[Data excerpts]
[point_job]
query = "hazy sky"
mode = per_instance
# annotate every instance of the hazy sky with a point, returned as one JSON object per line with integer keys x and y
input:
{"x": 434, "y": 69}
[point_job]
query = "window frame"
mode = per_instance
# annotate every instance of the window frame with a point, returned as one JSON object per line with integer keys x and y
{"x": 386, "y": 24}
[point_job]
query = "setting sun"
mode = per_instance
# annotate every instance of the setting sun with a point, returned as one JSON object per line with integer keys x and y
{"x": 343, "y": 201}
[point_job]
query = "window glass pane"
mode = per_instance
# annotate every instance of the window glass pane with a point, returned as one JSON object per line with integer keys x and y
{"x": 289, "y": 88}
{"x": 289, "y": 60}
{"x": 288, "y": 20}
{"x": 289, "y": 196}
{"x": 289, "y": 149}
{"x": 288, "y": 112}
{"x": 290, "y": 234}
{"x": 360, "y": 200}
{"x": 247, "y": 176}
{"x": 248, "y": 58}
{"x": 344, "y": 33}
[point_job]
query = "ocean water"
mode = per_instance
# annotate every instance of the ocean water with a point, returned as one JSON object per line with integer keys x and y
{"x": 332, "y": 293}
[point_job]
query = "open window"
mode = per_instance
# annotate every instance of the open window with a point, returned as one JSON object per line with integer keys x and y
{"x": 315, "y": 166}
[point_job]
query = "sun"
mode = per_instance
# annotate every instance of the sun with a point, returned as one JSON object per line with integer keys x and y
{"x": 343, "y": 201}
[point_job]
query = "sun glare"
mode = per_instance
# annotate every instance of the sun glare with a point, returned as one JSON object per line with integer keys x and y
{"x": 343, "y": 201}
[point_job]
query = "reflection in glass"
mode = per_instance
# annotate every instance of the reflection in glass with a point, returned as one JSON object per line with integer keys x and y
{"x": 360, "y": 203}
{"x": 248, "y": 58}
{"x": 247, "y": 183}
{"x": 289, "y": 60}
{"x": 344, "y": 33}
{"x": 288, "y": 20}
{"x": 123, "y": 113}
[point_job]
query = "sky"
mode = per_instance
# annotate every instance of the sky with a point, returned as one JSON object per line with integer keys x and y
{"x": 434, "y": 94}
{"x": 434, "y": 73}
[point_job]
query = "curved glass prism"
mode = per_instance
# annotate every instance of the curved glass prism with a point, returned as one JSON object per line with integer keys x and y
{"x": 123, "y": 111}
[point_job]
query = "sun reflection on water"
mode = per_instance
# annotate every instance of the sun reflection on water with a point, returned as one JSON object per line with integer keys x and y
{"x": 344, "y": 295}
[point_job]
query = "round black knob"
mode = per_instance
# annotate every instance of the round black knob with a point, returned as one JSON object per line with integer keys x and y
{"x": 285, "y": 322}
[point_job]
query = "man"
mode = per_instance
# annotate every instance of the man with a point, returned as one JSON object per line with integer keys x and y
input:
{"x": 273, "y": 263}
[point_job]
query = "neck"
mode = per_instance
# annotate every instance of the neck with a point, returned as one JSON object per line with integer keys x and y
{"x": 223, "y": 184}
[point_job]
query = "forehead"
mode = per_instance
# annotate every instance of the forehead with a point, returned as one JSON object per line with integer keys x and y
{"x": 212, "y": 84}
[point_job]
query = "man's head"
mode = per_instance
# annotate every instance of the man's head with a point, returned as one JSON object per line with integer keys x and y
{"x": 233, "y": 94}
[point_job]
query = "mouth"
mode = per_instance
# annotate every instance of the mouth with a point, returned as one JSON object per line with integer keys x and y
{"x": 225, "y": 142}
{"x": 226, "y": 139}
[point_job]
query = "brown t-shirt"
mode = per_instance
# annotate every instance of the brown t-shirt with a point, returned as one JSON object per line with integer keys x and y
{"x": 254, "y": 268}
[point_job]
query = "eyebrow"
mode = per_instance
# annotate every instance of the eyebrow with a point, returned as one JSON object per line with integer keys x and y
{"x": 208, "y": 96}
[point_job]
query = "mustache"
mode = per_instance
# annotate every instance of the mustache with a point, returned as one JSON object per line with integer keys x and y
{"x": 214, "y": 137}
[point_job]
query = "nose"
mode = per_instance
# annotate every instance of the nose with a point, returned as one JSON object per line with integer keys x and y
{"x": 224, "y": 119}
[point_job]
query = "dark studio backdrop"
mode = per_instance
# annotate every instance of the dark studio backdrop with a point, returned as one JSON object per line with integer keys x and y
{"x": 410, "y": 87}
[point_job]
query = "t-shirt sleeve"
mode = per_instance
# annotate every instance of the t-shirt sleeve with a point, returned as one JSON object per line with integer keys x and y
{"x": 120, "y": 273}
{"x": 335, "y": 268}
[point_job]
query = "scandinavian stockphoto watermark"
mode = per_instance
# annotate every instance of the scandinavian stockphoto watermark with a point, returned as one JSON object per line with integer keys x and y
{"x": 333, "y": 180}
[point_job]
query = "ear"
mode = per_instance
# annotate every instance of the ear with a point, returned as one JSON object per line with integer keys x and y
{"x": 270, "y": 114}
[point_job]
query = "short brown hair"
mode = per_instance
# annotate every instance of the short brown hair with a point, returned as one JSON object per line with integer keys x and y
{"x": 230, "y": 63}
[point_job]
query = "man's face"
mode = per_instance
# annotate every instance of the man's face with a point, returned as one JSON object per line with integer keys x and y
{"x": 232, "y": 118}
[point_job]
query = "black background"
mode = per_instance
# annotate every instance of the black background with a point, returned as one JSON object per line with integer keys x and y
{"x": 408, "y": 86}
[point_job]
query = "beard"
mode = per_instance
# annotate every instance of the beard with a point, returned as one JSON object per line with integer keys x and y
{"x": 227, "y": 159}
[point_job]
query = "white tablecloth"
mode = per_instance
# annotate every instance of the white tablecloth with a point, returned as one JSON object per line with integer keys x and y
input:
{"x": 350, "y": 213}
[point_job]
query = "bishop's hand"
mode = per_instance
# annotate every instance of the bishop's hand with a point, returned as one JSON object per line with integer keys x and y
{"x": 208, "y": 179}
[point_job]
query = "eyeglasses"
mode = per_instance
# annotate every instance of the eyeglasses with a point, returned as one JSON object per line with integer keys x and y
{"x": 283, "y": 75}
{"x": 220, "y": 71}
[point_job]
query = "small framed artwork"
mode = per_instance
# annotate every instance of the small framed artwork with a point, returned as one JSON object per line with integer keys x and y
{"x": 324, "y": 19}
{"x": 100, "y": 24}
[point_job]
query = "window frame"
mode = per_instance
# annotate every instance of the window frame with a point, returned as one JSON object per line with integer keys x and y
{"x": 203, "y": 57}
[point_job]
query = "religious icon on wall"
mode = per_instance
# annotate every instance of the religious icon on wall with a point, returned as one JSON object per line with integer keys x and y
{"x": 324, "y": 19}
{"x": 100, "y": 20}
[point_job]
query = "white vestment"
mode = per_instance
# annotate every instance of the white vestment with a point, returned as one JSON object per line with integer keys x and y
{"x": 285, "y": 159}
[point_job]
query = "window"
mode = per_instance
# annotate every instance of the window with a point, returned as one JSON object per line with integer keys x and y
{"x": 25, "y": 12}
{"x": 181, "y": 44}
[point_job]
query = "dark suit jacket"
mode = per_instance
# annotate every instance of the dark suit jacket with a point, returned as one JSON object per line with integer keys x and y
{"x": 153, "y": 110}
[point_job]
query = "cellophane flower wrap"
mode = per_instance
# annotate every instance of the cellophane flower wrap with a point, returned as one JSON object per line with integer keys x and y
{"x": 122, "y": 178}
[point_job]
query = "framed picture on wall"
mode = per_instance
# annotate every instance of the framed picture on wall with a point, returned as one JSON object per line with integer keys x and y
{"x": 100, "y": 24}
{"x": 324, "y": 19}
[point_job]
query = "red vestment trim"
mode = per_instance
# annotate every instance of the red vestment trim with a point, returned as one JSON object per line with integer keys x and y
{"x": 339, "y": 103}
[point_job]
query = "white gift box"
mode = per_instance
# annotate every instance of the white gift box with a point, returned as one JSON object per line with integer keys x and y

* **What you should do**
All lines above containing the string "hazy" are to be collected.

* **Answer to this task**
query = "hazy sky"
# annotate every instance of the hazy sky with a point, returned as one JSON object per line with integer keys x and y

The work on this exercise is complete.